ASSIGNMENT:
METHODOLOGICAL APPROACHES
GENERAL INFORMATION:
This assignment has to be done in groups of 3 or 4
students and has to fulfil the following conditions:
-
Length: between 5 and 6 pages (without including
cover, index or appendices –if there are any-).
- Type of font: Arial or Times New
Roman.
-
Size: 11.
-
Line height: 1.5.
-
Alignment: Justified.
The assignment has to be done in this Word document
and has to fulfil the rules of presentation and edition, as for quotes and
bibliographical references which are detailed in the Study Guide.
Also, it has to be submitted
following the procedure specified in the “Subject Evaluation” document. Sending it to the tutor’s e-mail
is not permitted.
In addition to this, it
is very important to read the assessment criteria, which can be found in the “Subject Evaluation” document.
Assignment:
Look
at the classroom activity suggested in the Assignment
materials section (at the same place where
you can find this paper), and answer the following questions:
1.

_Given entries_

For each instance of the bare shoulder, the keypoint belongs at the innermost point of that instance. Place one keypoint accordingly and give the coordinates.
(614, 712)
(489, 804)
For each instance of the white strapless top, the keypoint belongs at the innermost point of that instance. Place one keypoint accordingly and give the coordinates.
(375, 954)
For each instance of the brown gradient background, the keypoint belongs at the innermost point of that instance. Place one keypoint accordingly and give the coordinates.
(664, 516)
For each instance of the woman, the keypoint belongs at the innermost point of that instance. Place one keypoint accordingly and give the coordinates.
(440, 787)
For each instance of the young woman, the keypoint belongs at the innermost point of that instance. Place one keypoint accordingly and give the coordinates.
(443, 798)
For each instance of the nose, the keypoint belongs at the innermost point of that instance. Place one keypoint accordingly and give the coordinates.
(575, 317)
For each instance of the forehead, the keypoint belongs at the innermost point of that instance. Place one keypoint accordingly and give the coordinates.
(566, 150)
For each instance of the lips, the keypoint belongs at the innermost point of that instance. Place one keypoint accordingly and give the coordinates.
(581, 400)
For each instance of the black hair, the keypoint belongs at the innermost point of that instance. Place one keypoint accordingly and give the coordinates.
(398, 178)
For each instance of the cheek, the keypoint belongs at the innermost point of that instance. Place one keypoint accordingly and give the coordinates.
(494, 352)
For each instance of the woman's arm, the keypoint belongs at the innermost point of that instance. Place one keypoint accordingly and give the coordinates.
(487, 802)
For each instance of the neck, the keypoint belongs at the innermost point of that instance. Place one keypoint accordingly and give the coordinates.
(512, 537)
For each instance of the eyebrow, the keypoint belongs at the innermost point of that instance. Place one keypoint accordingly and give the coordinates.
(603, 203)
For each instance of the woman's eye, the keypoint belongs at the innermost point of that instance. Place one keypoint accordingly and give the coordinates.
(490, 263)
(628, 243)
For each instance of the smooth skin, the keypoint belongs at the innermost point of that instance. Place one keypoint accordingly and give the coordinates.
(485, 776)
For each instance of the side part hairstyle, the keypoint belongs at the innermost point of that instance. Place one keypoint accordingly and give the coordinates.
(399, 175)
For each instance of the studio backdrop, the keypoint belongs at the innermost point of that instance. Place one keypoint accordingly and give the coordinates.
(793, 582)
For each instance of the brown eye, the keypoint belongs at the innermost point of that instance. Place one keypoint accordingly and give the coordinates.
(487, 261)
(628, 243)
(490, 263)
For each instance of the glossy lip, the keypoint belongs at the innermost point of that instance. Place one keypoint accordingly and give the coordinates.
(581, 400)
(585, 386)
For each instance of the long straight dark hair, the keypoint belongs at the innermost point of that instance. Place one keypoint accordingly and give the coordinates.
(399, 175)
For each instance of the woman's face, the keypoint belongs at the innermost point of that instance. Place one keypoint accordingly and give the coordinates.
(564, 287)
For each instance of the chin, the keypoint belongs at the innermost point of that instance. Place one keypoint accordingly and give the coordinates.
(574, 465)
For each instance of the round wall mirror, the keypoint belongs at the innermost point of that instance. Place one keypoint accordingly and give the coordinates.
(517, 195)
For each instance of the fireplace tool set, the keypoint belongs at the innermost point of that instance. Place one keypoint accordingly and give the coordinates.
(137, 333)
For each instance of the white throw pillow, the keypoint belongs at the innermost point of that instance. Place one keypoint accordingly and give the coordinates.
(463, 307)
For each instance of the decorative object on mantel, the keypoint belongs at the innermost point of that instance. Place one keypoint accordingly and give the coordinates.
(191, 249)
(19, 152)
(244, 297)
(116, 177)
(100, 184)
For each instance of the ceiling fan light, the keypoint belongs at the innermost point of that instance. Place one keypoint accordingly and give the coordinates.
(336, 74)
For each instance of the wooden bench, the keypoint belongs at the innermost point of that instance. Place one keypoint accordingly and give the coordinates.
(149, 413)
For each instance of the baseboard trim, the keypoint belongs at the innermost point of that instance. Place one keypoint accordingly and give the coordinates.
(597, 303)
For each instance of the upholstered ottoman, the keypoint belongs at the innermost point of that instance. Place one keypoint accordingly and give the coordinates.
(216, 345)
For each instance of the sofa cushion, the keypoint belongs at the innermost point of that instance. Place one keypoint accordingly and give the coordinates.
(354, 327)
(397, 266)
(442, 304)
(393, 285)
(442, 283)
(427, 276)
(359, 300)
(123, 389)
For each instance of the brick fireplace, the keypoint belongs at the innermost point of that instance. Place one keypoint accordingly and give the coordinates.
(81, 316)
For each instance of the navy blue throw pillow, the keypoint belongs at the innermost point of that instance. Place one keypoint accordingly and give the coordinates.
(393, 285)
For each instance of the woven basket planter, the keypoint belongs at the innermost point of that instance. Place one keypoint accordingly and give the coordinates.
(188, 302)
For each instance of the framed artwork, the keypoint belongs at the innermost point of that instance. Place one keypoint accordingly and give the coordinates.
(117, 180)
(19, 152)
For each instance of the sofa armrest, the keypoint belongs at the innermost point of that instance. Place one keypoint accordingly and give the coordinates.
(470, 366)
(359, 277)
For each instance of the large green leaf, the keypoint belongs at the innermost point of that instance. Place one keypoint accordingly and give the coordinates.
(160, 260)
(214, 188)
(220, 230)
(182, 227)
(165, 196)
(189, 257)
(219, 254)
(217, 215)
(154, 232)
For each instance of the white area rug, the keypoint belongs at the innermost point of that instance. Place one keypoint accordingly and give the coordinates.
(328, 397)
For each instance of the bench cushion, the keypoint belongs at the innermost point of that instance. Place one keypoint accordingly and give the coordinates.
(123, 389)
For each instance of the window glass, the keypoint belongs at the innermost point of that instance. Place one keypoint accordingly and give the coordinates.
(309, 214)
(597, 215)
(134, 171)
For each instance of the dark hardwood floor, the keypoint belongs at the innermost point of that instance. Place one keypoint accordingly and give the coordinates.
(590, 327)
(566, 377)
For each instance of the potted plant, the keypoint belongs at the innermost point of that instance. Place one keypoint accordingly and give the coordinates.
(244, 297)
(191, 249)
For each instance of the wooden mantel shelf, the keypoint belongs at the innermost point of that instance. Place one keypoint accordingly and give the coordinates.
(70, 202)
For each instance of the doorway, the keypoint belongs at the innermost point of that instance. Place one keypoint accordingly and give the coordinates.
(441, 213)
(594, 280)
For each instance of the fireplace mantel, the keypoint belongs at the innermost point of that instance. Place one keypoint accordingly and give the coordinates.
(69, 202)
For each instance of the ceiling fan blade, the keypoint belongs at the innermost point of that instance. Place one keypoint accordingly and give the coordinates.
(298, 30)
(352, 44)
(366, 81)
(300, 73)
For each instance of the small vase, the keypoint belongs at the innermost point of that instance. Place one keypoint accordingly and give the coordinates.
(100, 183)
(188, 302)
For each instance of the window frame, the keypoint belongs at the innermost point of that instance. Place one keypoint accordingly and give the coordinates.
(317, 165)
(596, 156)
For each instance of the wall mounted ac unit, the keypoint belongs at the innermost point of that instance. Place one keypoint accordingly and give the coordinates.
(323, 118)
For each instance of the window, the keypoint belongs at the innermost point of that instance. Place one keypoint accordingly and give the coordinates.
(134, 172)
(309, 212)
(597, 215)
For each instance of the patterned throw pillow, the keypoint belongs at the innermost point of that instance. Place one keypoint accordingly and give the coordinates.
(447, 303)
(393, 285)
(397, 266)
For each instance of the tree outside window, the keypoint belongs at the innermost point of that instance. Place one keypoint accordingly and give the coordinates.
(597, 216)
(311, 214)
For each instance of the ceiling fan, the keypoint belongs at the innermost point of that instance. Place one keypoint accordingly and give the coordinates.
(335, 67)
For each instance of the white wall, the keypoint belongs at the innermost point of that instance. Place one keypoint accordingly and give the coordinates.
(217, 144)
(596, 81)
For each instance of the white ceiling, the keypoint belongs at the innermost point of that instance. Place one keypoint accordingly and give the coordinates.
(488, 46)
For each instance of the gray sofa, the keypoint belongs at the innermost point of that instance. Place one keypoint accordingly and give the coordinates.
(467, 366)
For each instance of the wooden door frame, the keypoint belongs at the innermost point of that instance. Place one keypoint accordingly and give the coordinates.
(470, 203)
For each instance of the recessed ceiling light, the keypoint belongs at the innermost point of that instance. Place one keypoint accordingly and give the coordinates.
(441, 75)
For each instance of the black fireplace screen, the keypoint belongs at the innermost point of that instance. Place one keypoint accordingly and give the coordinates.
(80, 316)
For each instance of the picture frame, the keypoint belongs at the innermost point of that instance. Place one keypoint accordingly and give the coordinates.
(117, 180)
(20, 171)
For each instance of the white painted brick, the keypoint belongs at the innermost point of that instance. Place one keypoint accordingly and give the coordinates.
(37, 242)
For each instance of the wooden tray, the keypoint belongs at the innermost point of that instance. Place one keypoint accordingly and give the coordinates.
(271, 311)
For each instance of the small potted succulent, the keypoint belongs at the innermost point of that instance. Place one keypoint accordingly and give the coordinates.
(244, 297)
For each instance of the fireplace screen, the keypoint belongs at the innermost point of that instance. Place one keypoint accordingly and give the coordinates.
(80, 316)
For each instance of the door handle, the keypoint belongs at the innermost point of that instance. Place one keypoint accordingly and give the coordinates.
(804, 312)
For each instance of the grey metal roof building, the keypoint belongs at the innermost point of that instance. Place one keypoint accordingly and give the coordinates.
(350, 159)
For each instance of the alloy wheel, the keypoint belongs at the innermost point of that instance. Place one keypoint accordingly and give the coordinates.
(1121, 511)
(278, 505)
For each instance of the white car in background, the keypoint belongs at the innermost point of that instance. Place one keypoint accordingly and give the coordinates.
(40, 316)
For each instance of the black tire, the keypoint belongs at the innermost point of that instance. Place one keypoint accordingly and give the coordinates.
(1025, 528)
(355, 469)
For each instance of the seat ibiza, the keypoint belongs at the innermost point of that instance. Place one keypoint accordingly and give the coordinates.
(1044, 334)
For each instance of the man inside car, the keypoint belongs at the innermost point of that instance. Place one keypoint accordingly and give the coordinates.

_Required work_
Copy out the portion of the assignment instructions that opens with the words containing "The assignment has" and closes with "is not permitted.".

_Exercise solution_
The assignment has to be done in this Word document
and has to fulfil the rules of presentation and edition, as for quotes and
bibliographical references which are detailed in the Study Guide.
Also, it has to be submitted
following the procedure specified in the “Subject Evaluation” document. Sending it to the tutor’s e-mail
is not permitted.